• Task objective
The exercise calls for every entry that follows to be repeated exactly.

• Data for review
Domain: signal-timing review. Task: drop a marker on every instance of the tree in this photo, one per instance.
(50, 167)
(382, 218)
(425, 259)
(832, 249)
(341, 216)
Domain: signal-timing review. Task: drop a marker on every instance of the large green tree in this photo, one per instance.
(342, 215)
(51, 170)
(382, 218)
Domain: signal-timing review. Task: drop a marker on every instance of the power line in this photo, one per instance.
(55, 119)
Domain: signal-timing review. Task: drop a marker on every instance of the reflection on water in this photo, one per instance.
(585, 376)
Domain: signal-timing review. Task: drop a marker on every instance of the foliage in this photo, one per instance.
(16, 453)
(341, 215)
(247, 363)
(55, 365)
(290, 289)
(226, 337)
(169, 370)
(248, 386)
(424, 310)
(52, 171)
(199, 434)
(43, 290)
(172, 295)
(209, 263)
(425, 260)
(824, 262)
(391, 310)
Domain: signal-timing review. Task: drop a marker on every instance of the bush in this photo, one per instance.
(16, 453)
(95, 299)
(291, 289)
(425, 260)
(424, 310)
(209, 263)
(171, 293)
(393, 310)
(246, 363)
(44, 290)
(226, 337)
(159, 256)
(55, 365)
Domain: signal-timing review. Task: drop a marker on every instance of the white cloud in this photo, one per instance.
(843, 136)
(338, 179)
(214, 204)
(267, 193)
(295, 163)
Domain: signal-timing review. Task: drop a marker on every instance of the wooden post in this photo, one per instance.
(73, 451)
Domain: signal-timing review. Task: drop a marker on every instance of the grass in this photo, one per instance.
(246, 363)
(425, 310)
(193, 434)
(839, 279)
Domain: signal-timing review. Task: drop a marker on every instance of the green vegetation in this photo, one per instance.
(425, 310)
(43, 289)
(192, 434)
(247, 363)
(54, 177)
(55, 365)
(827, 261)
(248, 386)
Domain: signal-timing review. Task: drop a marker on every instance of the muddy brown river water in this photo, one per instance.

• Answer to this exercise
Domain: signal-timing review. Task: drop a marker on every instance of the tree in this photo, one per instance.
(50, 167)
(382, 218)
(425, 259)
(832, 249)
(341, 216)
Domain: signal-timing review. Task: drop a marker on every instance of the large green tree in this photo, one per instance.
(342, 215)
(51, 170)
(382, 218)
Domain: signal-timing review. Task: drop a marker on every instance of the power line in this photo, one per instance.
(55, 119)
Domain: signal-timing review. Task: drop a marker on every instance of the reflection on water in this photo, one per instance.
(585, 376)
Domain: signal-timing review. Task: drop a marker on every instance of the foliage in this photo, one per instance.
(16, 453)
(341, 215)
(247, 363)
(55, 365)
(290, 289)
(226, 337)
(169, 370)
(248, 386)
(424, 310)
(52, 171)
(199, 434)
(43, 290)
(172, 295)
(209, 263)
(425, 260)
(824, 262)
(391, 310)
Domain: signal-timing review. Task: drop a marker on every instance of the bush in this photo, one per instance.
(16, 453)
(95, 299)
(291, 289)
(425, 260)
(424, 310)
(209, 263)
(171, 293)
(393, 310)
(246, 363)
(44, 290)
(226, 337)
(159, 256)
(55, 365)
Domain: signal-timing review. Task: drop a marker on every instance of the white cloud in this photo, one per instance.
(843, 136)
(338, 179)
(214, 204)
(267, 193)
(295, 163)
Domain: signal-timing review. Task: drop a marker on every instance of the wooden post in this photo, one per instance.
(73, 451)
Domain: signal-timing review. Task: drop a marker on every instance of the grass in this photo, one per instance.
(246, 363)
(425, 310)
(193, 434)
(839, 279)
Domain: signal-timing review. Task: drop a marker on every instance of the green vegetation in this photo, one per instance.
(425, 310)
(43, 289)
(192, 434)
(247, 363)
(54, 177)
(55, 365)
(827, 261)
(248, 386)
Domain: signal-timing review. Task: drop a marker on every instance of the muddy brown river water in this photo, one per instance.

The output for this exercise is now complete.